[start Selected extract]
If a removable disk is not present, the system will throw up an ugly dialog box. This nice little trick disables it so we can stay command line, and even run this from a service...

UINT uiErrModeSav = SetErrorMode(
SEM_FAILCRITICALERRORS);

Translate the user input into device name and open it:

WCHAR szDevName[_MAX_PATH];
if (!GetDeviceName(szDevName,
ARRLEN(szDevName),
argv[1])) {
wprintf(L"Could not recognize %s\n", argv[1]);
SetErrorMode(uiErrModeSav);
return 1;
}

HANDLE hDev = OpenBlockDevice(szDevName, false);
if (hDev == INVALID_HANDLE_VALUE) {
DWORD dwErr = GetLastError();
wprintf(L"Could not open %s, "
L"error %d (0x%08x)\n",
argv[1], dwErr, dwErr);
SetErrorMode(uiErrModeSav);
return 2;
}

The very very last tricky thing is the memory allocation. To do IO to physical devices the memory must be on 64k boundary. The easiest way to get it is VirtualAlloc:

const int kBufferSize = 64 * 1024;
void *buffer = VirtualAlloc(
NULL,
kBufferSize,
MEM_COMMIT | MEM_RESERVE,
PAGE_READWRITE);
if (!buffer) {
DWORD dwErr = GetLastError();
wprintf (L"Could not reserve memory, "
L"error %d (0x%08x)\n", dwErr, dwErr);
CloseHandle(hDev);
SetErrorMode(uiErrModeSav);
return 3;
}

Finally, let's copy some data!
[end Selected extract]
[start Recorded information]
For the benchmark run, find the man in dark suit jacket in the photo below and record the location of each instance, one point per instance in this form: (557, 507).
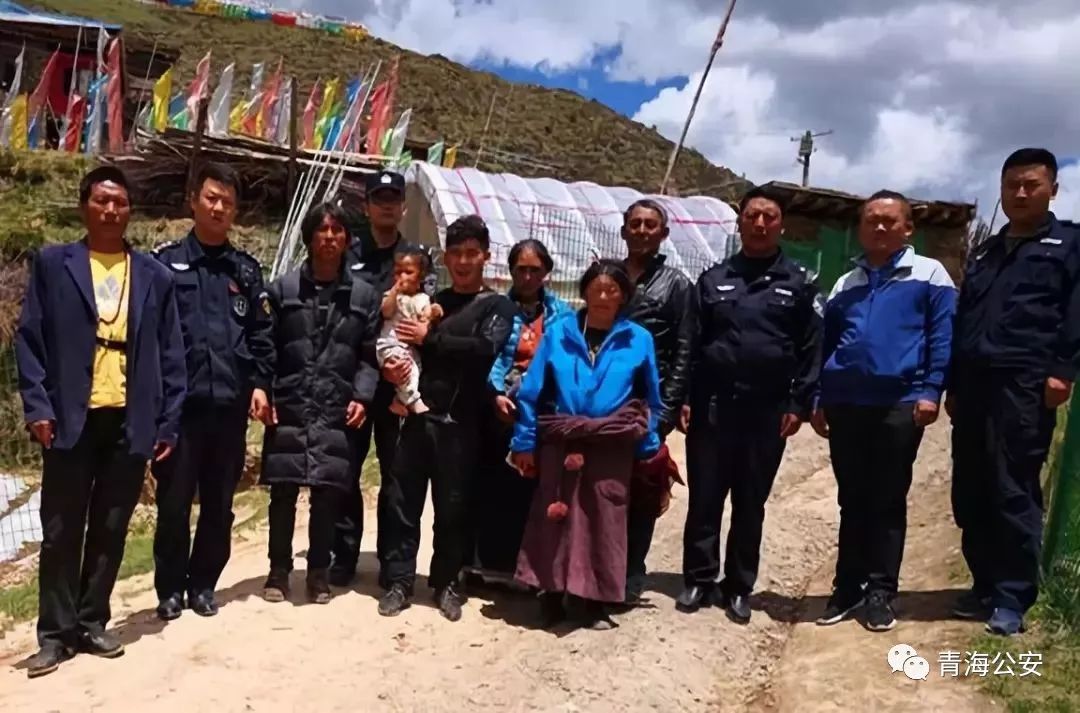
[end Recorded information]
Challenge 1:
In the disk-access code excerpt, what boundary must memory sit on for IO to physical devices?
Challenge 2:
Summarize the disk-access code excerpt in two sentences.

Task solution 1:
A 64k boundary.

Task solution 2:
The code calls SetErrorMode with SEM_FAILCRITICALERRORS so that a missing removable disk does not bring up a dialog box. It then turns the user input into a device name and opens it, and it allocates a 64k buffer with VirtualAlloc because IO to physical devices needs memory on a 64k boundary, printing an error and exiting if any of these steps fails.